** Material for this task **
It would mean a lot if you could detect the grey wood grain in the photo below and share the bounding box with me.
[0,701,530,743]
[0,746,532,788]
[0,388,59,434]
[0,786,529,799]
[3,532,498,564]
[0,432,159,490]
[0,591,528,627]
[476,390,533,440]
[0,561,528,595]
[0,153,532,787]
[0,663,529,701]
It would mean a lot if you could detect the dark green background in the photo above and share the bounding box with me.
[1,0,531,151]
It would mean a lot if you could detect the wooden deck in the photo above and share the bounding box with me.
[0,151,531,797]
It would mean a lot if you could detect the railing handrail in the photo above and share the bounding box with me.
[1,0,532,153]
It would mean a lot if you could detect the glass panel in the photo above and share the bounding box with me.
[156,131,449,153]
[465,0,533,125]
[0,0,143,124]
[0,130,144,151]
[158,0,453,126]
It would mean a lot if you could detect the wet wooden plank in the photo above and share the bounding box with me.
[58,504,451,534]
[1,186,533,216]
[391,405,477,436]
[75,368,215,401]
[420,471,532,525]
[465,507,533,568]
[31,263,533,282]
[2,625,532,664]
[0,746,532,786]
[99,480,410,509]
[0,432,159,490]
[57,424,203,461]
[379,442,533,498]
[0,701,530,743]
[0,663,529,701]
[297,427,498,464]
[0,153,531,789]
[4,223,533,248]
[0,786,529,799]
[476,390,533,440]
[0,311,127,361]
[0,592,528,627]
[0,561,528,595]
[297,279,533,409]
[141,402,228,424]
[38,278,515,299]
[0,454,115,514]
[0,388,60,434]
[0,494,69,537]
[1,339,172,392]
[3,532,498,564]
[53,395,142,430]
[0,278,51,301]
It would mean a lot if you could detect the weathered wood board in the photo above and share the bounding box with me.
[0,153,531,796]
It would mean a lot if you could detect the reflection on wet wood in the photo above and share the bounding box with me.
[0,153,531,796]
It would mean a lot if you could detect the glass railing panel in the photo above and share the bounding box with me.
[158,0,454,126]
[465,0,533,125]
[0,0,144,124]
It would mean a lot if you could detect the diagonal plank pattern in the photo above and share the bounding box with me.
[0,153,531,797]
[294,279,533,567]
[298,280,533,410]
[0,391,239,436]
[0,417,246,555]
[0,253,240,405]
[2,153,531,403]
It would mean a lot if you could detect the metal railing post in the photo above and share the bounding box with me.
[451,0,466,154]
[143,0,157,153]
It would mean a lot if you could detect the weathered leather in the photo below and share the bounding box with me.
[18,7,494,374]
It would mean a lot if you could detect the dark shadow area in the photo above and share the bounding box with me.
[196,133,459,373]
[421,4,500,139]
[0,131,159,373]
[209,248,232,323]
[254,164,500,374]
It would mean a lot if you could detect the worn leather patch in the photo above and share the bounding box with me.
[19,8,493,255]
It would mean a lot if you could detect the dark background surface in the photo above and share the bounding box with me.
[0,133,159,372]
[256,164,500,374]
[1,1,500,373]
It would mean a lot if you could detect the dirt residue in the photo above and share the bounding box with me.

** Assignment **
Each record is to be restated word for word.

** Solution **
It would mean a lot if you could detect the grey wood grain in the photo below and share the bounding box with me.
[0,701,530,743]
[0,746,532,788]
[0,388,59,434]
[0,786,529,799]
[3,532,498,564]
[0,432,159,490]
[0,591,528,627]
[476,390,533,440]
[0,561,528,595]
[0,153,532,787]
[0,663,529,701]
It would mean a lot if you could detect the dark green background in the photo above and share the bounding box with me.
[1,0,531,151]
It would mean a lot if you could detect the wooden deck in the photo above and share the bounding box with me.
[0,151,531,797]
It would mean a lot if you could detect the railing handrail in the photo above and share the bounding box with me.
[1,0,532,153]
It would mean a lot if you could detect the glass panel in the photo above and share the bounding box with me.
[156,131,449,153]
[465,0,533,125]
[0,0,143,124]
[0,130,144,151]
[158,0,453,126]
It would mean a lot if you could detect the wet wooden plank in the photo above and share the bounding box with me.
[58,504,451,534]
[1,186,533,216]
[391,405,477,436]
[75,368,215,401]
[420,471,532,525]
[465,507,533,568]
[31,263,533,282]
[2,625,532,664]
[0,746,532,786]
[99,480,410,509]
[0,432,159,490]
[57,424,203,461]
[379,442,533,498]
[0,701,530,743]
[0,663,529,701]
[297,427,498,464]
[0,153,531,789]
[4,223,533,248]
[0,786,529,799]
[476,390,533,440]
[0,311,127,361]
[0,592,528,627]
[0,561,528,595]
[297,279,533,409]
[141,402,228,424]
[38,278,515,299]
[0,454,115,514]
[0,388,60,434]
[0,494,69,537]
[1,339,172,392]
[3,532,498,564]
[53,395,142,430]
[0,278,51,301]
It would mean a lot if you could detect the weathered wood board in the photo above and share the bounding box with me.
[0,153,531,796]
It would mean a lot if you could detect the reflection on wet wood in the photo above and share the bounding box with me.
[0,153,531,796]
It would mean a lot if you could detect the glass railing panel in the photo above and share the bounding box with me.
[158,0,454,126]
[465,0,533,125]
[0,0,144,124]
It would mean a lot if you could detect the diagonal plank pattern in the photo above and share the bounding box with me.
[0,153,531,797]
[294,279,533,567]
[298,280,533,410]
[0,391,239,436]
[0,417,246,555]
[0,253,240,405]
[2,153,531,403]
It would mean a lot if you could detect the metal railing post in the photo above and share the bounding box with me.
[451,0,466,154]
[143,0,157,153]
It would mean a lot if you could detect the weathered leather in the photo below and share the bounding box with me.
[18,7,494,374]
It would mean a lot if you could detect the dark shadow area in the photo above and share the bounding box with me.
[196,133,459,373]
[421,4,500,139]
[0,131,159,373]
[209,248,232,323]
[254,164,500,374]
It would mean a lot if you could detect the worn leather patch in the photo above and share the bounding box with me.
[19,8,493,255]
It would mean a lot if you could detect the dark background surface in the photo above and share the bounding box with me.
[0,133,159,372]
[256,164,500,374]
[1,1,500,373]
It would mean a lot if you could detect the dirt residue in the photo above and share the bounding box with me.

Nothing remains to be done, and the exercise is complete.